• **Requirement**
The lines to repeat are those below from the one containing "Subject = man in brown jacket" down to the one containing "Subject = tree trunk", both included; reproduce them exactly and nothing else.

• **Source data**

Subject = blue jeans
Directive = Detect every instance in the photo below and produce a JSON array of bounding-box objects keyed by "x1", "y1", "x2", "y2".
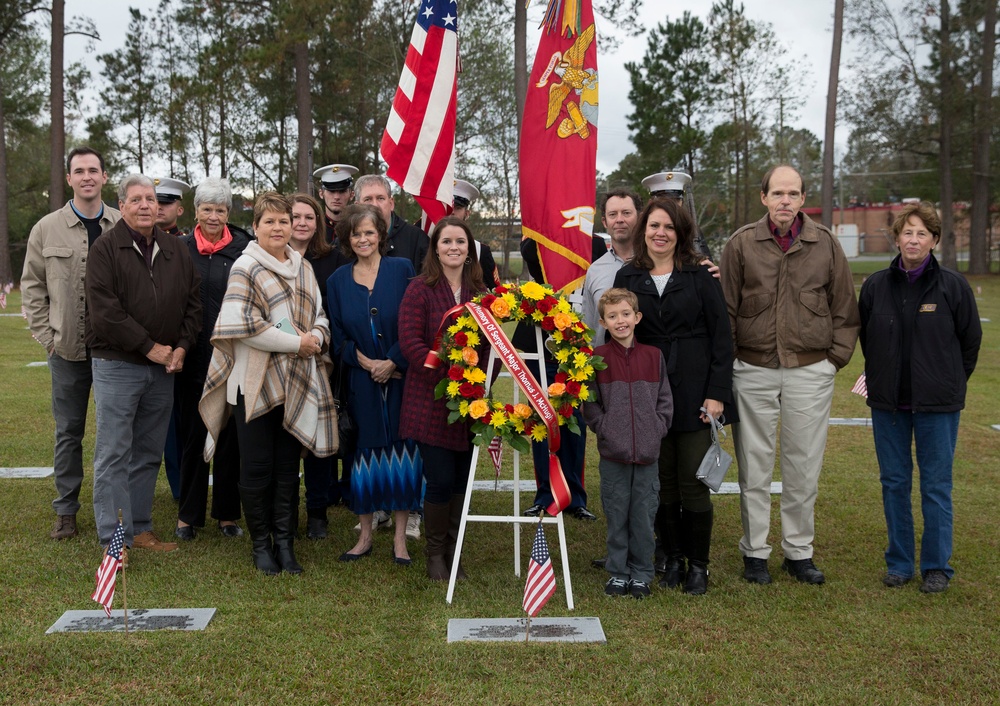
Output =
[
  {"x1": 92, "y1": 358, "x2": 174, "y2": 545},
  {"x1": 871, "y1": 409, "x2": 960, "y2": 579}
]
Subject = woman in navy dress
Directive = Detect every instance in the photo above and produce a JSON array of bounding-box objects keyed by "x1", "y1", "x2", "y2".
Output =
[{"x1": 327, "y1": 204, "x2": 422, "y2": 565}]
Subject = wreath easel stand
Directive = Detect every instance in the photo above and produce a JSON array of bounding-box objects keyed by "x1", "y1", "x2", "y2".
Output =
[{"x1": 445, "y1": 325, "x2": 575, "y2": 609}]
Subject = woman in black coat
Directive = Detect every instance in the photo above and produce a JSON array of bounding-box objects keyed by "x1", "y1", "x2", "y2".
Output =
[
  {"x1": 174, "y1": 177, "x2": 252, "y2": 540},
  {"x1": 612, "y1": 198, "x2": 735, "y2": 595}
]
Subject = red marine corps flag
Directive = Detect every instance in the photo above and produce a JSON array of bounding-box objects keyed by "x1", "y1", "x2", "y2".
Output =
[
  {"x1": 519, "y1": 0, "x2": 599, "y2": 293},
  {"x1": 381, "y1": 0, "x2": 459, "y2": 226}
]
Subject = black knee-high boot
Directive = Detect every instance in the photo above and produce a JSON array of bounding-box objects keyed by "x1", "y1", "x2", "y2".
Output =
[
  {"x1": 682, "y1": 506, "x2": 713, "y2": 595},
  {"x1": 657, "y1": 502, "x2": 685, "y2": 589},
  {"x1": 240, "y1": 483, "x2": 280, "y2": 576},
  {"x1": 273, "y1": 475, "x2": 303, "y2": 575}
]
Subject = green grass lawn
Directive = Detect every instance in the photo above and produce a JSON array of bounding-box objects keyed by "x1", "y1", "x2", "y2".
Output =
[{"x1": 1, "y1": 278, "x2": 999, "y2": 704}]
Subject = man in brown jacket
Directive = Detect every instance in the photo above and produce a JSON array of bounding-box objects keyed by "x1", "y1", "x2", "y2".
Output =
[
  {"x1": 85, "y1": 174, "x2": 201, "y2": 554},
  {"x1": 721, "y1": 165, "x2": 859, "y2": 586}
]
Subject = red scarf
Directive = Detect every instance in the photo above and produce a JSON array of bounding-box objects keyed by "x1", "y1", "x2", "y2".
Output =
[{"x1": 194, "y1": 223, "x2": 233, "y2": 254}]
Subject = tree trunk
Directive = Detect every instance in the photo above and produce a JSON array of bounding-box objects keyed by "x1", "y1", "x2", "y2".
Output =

• **Response area**
Subject = man in brown jacket
Directive = Detect every instance in the photo above and produce a JSON array of bounding-box objects keyed by "x1", "y1", "x2", "y2".
Output =
[
  {"x1": 85, "y1": 174, "x2": 201, "y2": 554},
  {"x1": 721, "y1": 165, "x2": 859, "y2": 586}
]
Subject = red scarf
Directive = Detect every instance in the photo above and produce a JSON array of bounding-box objects keyed by "x1", "y1", "x2", "y2".
Output =
[{"x1": 194, "y1": 223, "x2": 233, "y2": 254}]
Subject = tree trunk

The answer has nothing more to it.